Given instruction: Rename "named target" as "specified object" throughout all the items below, reproducing every item otherwise unchanged and omitting the pictures.

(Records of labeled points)
+++++
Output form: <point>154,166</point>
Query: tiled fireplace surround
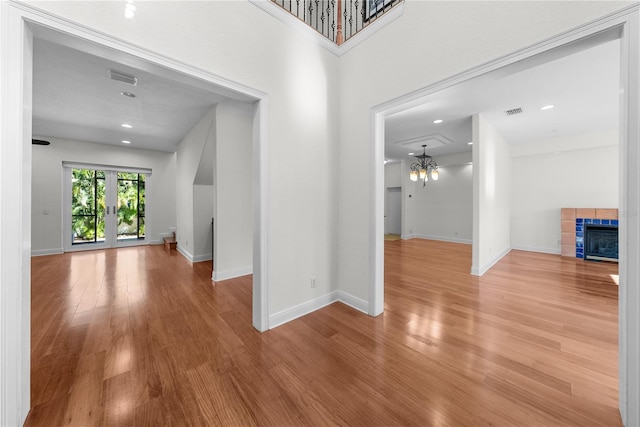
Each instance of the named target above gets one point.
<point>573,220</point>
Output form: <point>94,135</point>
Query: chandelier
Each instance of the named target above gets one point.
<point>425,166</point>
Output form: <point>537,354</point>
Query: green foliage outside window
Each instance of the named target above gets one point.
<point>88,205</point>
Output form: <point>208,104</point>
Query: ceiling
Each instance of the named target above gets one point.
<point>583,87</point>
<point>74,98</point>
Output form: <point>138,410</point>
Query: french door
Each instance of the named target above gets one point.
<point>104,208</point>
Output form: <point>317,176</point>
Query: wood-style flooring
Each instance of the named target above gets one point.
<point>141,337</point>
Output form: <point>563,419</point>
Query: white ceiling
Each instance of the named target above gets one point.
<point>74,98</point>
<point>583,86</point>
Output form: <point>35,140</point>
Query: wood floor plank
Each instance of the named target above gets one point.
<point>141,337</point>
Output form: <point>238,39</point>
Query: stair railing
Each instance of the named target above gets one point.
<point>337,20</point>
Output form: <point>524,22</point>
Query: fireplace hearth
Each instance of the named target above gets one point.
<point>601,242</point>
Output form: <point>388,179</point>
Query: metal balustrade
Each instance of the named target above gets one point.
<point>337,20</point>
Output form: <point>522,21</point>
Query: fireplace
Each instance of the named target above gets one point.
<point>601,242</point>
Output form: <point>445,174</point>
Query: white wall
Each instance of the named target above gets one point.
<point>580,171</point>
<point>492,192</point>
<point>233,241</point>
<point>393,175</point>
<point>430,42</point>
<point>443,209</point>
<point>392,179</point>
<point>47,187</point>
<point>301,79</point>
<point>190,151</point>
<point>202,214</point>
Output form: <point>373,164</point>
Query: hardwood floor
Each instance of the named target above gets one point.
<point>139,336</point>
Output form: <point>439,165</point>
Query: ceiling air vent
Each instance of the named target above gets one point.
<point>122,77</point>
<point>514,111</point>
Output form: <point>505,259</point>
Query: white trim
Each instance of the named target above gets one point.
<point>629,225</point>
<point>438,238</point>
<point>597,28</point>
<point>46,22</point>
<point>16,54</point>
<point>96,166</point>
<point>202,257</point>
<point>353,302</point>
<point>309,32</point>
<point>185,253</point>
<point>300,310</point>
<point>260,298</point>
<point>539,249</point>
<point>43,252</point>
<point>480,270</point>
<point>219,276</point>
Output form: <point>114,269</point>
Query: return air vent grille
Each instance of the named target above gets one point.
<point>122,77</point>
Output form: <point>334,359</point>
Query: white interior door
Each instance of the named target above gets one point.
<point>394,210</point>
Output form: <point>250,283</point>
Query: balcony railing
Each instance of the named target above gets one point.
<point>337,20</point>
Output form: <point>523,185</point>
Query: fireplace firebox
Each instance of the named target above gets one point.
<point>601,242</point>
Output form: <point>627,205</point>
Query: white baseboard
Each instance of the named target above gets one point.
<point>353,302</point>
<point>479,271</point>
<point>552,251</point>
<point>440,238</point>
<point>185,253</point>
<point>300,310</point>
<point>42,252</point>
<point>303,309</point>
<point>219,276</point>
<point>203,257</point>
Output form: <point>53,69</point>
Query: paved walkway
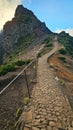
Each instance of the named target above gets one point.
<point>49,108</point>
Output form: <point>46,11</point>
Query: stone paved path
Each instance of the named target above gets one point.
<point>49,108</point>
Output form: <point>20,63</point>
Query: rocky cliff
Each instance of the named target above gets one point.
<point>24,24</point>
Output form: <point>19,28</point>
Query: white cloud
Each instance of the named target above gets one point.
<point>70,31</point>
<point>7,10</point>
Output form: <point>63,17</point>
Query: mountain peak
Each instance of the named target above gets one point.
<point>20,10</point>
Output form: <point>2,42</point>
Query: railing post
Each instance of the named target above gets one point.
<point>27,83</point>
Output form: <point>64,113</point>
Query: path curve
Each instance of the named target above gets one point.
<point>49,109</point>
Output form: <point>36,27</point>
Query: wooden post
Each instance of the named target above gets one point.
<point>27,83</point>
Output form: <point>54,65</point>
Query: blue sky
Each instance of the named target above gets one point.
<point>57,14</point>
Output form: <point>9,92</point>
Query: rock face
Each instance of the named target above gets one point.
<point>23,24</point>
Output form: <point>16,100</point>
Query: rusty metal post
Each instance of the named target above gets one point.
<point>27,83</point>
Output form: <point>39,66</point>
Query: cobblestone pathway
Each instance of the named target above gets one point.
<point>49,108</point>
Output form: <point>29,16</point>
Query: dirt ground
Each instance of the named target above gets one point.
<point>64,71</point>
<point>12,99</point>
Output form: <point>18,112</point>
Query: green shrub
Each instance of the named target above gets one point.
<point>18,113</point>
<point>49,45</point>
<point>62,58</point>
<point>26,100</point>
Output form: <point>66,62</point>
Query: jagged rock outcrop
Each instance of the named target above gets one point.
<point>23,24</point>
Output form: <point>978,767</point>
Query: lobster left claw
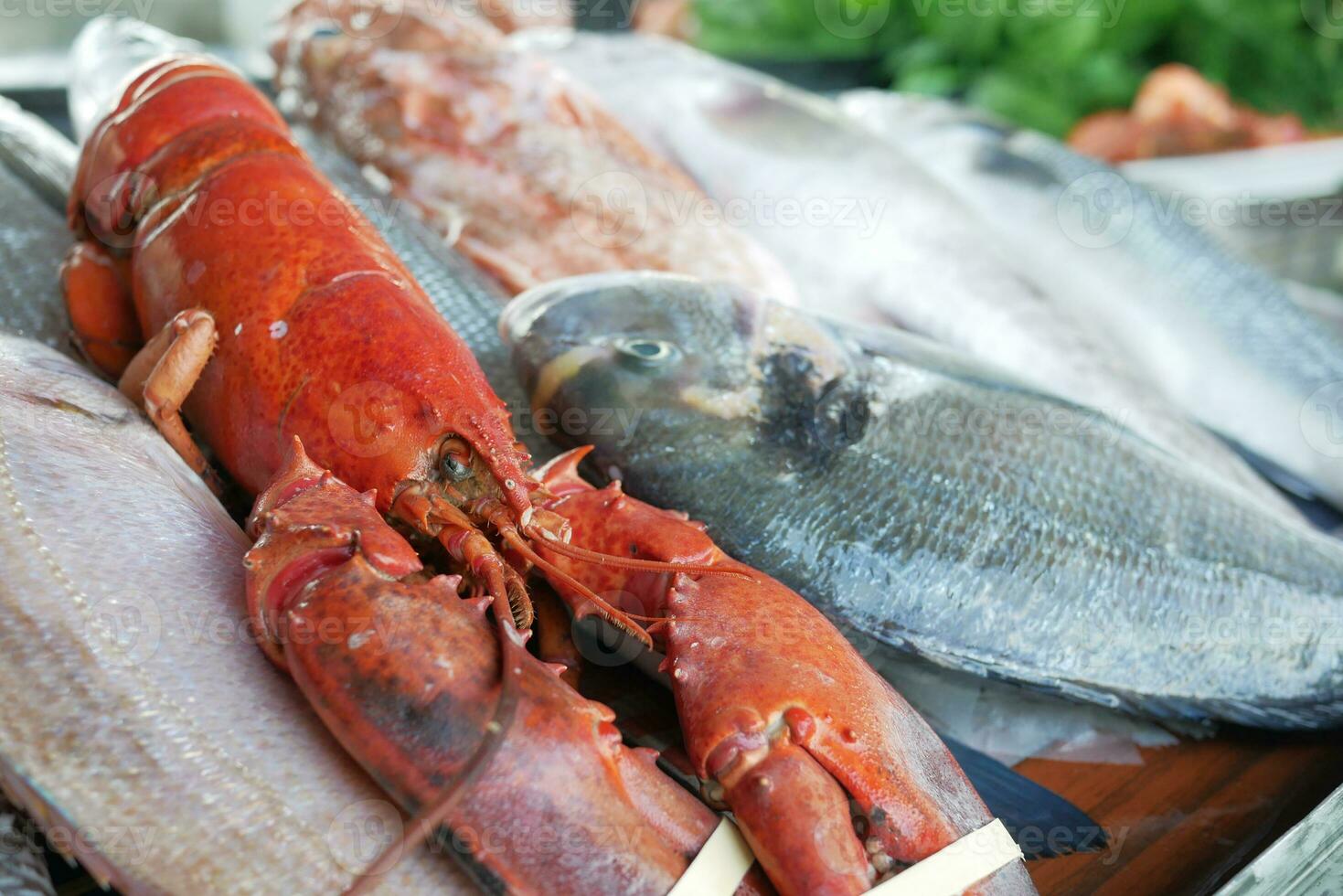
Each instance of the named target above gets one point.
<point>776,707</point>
+++++
Written response:
Output form: <point>154,166</point>
Query: tiled fireplace surround
Each instance of the specified object above gets one point.
<point>573,220</point>
Output form: <point>94,135</point>
Query: chandelier
Each instance of the specified object above gets one point.
<point>425,166</point>
Output form: <point>537,354</point>
Query: green foliage outside window
Each instance of the specified object above gets one point.
<point>88,205</point>
Output form: <point>208,104</point>
Query: ceiling
Each instance of the specified object above gets one point.
<point>583,87</point>
<point>74,98</point>
Output form: <point>138,410</point>
Query: french door
Each instance of the specified object above gets one point.
<point>104,208</point>
Output form: <point>317,176</point>
Query: wood-style flooring
Each instance of the specified object above gets one point.
<point>141,337</point>
Output form: <point>563,419</point>
Query: white ceiling
Each instance of the specified object above gets one point.
<point>74,98</point>
<point>583,86</point>
Output form: <point>35,140</point>
Query: wood floor plank
Each instance of the specified object above gets one point.
<point>141,337</point>
Output form: <point>238,39</point>
Query: stair railing
Each instance of the specified object above gets one point.
<point>337,20</point>
Output form: <point>524,22</point>
Query: fireplace hearth
Each instance of the specified object above gets one point.
<point>601,242</point>
Output form: <point>388,179</point>
Query: metal balustrade
Each instance of the specified object above gets one point.
<point>337,20</point>
Output form: <point>522,21</point>
Query: fireplace
Each instance of the specified object above gets one point.
<point>601,242</point>
Output form: <point>445,174</point>
Query: white wall
Each instance of the specified object above gets one point.
<point>580,171</point>
<point>492,192</point>
<point>233,241</point>
<point>393,175</point>
<point>430,42</point>
<point>443,209</point>
<point>392,179</point>
<point>47,187</point>
<point>301,79</point>
<point>190,151</point>
<point>202,214</point>
Output form: <point>373,164</point>
Query: hardwood floor
Each instance of the specified object above gets one point.
<point>139,336</point>
Output form: <point>439,165</point>
Query: ceiling air vent
Each instance of the specified object above gets one point.
<point>122,77</point>
<point>514,111</point>
Output form: <point>505,259</point>
Query: white trim
Each instance of the specified object above gets one point.
<point>629,225</point>
<point>438,238</point>
<point>597,28</point>
<point>46,22</point>
<point>16,54</point>
<point>96,166</point>
<point>202,257</point>
<point>353,302</point>
<point>309,32</point>
<point>185,253</point>
<point>300,310</point>
<point>260,298</point>
<point>539,249</point>
<point>43,252</point>
<point>480,270</point>
<point>219,276</point>
Output form: <point>114,269</point>
Query: return air vent grille
Each instance of the specified object above gets one point.
<point>122,77</point>
Output form: <point>334,359</point>
Query: white interior door
Each instance of the specified object above gets one point.
<point>394,210</point>
Output form: <point>250,283</point>
Query: balcony railing
Each instance of the specified object above gets one point.
<point>337,20</point>
Output form: <point>523,185</point>
Query: fireplace firebox
Each instance of the specified object above gets one point.
<point>601,242</point>
Output form: <point>627,205</point>
Query: white baseboard
Each instance of the specified object above gets one point.
<point>353,302</point>
<point>479,271</point>
<point>552,251</point>
<point>440,238</point>
<point>185,253</point>
<point>300,310</point>
<point>42,252</point>
<point>303,309</point>
<point>219,276</point>
<point>203,257</point>
Output form: <point>53,69</point>
Query: paved walkway
Each instance of the specified object above gets one point.
<point>49,108</point>
Output form: <point>46,11</point>
Query: stone paved path
Each instance of the specified object above gets one point.
<point>49,108</point>
Output form: <point>20,63</point>
Query: rocky cliff
Each instance of the specified object above gets one point.
<point>24,24</point>
Output form: <point>19,28</point>
Query: white cloud
Each instance of the specified object above gets one point.
<point>70,31</point>
<point>7,10</point>
Output form: <point>63,17</point>
Query: mountain peak
Each instance of the specified object above gets one point.
<point>20,10</point>
Output form: <point>2,42</point>
Query: railing post
Each instance of the specified object above gets one point.
<point>27,83</point>
Output form: <point>64,113</point>
Query: path curve
Each instance of the specified object above gets one point.
<point>49,109</point>
Output form: <point>36,27</point>
Query: wooden post
Each instance of the specified object above gets one point.
<point>27,83</point>
Output form: <point>54,65</point>
Query: blue sky
Each instance of the specified object above gets one point.
<point>57,14</point>
Output form: <point>9,92</point>
Query: rock face
Each instance of the specified object above gets one point.
<point>23,24</point>
Output form: <point>16,100</point>
Query: rusty metal post
Each instance of the specified object above gets one point.
<point>27,83</point>
Output form: <point>39,66</point>
Query: cobblestone pathway
Each instance of the specified object above gets one point.
<point>49,108</point>
Output form: <point>29,16</point>
Query: dirt ground
Each instance of the specified object above gets one point.
<point>64,71</point>
<point>12,99</point>
Output form: <point>18,112</point>
Query: green shrub
Each instance of the specified object above gets one point.
<point>18,113</point>
<point>49,45</point>
<point>62,58</point>
<point>26,100</point>
Output form: <point>66,62</point>
Query: jagged rock outcrop
Each instance of the specified object above gets one point.
<point>23,24</point>
Output form: <point>978,767</point>
Query: lobster left claw
Each instance of the specified object above gets one point.
<point>776,707</point>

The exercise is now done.